▸ SET TASK
Please write out every item below word for word, without any changes.

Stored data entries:
---

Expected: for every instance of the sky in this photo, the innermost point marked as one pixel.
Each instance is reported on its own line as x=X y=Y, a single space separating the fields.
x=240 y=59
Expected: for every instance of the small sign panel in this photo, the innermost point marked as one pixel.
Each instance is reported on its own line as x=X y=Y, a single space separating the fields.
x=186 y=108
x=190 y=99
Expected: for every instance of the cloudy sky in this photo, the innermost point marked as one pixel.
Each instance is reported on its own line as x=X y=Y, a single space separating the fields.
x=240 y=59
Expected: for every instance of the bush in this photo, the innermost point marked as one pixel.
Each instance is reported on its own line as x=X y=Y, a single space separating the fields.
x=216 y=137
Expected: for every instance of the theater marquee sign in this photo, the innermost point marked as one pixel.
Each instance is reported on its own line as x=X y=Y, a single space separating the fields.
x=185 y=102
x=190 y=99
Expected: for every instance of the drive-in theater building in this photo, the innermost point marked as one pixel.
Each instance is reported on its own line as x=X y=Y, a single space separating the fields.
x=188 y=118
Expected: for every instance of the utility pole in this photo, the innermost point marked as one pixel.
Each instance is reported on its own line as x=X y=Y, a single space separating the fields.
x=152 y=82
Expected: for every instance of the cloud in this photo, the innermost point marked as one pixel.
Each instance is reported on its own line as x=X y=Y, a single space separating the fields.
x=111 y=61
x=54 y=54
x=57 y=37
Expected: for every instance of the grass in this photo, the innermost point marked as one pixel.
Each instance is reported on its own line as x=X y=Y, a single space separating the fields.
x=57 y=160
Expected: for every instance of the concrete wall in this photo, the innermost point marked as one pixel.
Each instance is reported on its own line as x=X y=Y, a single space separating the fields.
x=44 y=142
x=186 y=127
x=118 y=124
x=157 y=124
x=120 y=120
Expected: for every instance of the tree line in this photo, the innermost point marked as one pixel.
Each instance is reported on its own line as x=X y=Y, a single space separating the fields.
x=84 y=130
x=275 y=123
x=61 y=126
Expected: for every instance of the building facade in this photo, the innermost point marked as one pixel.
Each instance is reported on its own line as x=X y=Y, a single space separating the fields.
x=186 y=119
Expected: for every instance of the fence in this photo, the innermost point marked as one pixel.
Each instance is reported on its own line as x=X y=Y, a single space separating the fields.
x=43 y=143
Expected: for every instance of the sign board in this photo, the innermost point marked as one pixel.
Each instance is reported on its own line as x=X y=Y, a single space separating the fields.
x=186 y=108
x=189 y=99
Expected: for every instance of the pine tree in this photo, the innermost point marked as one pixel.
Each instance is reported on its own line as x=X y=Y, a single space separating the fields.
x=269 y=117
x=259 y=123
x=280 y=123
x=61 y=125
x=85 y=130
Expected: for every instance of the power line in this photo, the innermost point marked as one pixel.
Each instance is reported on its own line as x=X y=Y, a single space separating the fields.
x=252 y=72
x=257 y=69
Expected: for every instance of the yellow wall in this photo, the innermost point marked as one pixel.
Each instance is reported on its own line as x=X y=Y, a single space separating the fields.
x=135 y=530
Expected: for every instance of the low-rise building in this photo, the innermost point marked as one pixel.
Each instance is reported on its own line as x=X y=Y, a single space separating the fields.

---

▸ EXERCISE SOLUTION
Expected: for every instance of the sky in this photo, the innermost point marked as one pixel.
Each instance is reported on its own line as x=X y=Y, a single space separating the fields.
x=240 y=59
Expected: for every instance of the small sign panel in this photo, the innermost point marked as one pixel.
Each instance is reported on its own line as x=X y=Y, a single space separating the fields.
x=186 y=108
x=190 y=99
Expected: for every instance of the cloudy sky in this photo, the innermost point marked as one pixel.
Each instance is reported on its own line as x=X y=Y, a single space separating the fields.
x=240 y=59
Expected: for every instance of the bush in this photo, the innermost point marked as one pixel.
Each instance is reported on its own line as x=X y=Y, a single space separating the fields.
x=216 y=137
Expected: for every instance of the theater marquee sign in this photo, the innermost point marked as one pixel.
Each instance is reported on its own line as x=X y=Y, a single space separating the fields.
x=185 y=102
x=190 y=99
Expected: for every instance of the drive-in theater building in this photo, the innermost point marked as one pixel.
Each instance is reported on its own line as x=X y=Y, a single space separating the fields.
x=188 y=118
Expected: for every instance of the utility pole in this photo, the innermost point marked as one pixel.
Each instance is reported on its own line as x=X y=Y, a single space separating the fields.
x=152 y=82
Expected: for every instance of the cloud in this photo, the innermost point marked as one pixel.
Each instance is reported on its own line as x=X y=Y, a single space separating the fields.
x=111 y=61
x=54 y=54
x=57 y=37
Expected: for every instance of the grass in this photo, the innermost point marked as one pixel.
Each instance is reported on its own line as x=X y=Y, a single space separating the fields.
x=57 y=160
Expected: for every instance of the concrete wall in this photo, the innermost point marked as one pixel.
Each instance is reported on its own line as x=X y=Y, a single space separating the fields.
x=44 y=142
x=186 y=127
x=118 y=124
x=157 y=124
x=120 y=120
Expected: for every instance of the tree line in this photo, the innermost point marked as one pixel.
Each instance is reported on its own line as x=X y=Y, a single space separating the fields.
x=84 y=130
x=275 y=123
x=61 y=126
Expected: for every instance of the building facade in this photo, the innermost point marked as one pixel.
Each instance is reported on its own line as x=X y=Y, a single space separating the fields.
x=186 y=119
Expected: for every instance of the fence in this photo, the innermost point marked as one pixel.
Each instance is reported on its own line as x=X y=Y, a single space separating the fields.
x=43 y=143
Expected: for every instance of the sign board in this photo, the innermost point marked as one pixel.
Each instance is reported on its own line as x=X y=Y, a single space separating the fields.
x=186 y=108
x=189 y=99
Expected: for every instance of the pine tree in this photo, the innermost point marked as one pixel.
Each instance is reported on its own line as x=X y=Y, a single space separating the fields.
x=269 y=117
x=259 y=123
x=280 y=123
x=61 y=125
x=85 y=130
Expected: for every instance of the power line in this photo, the innermost point marked as one pixel.
Each instance is reported on its own line as x=X y=Y, a single space separating the fields.
x=252 y=72
x=257 y=69
Expected: for every instance of the yellow wall in this photo, the innermost point marked as one pixel.
Each instance is reported on its own line as x=X y=Y, a single space separating the fields.
x=135 y=530
Expected: for every instance of the low-rise building in this photo, the innermost point marked as one pixel.
Each instance is reported on its own line as x=X y=Y, a single space separating the fields.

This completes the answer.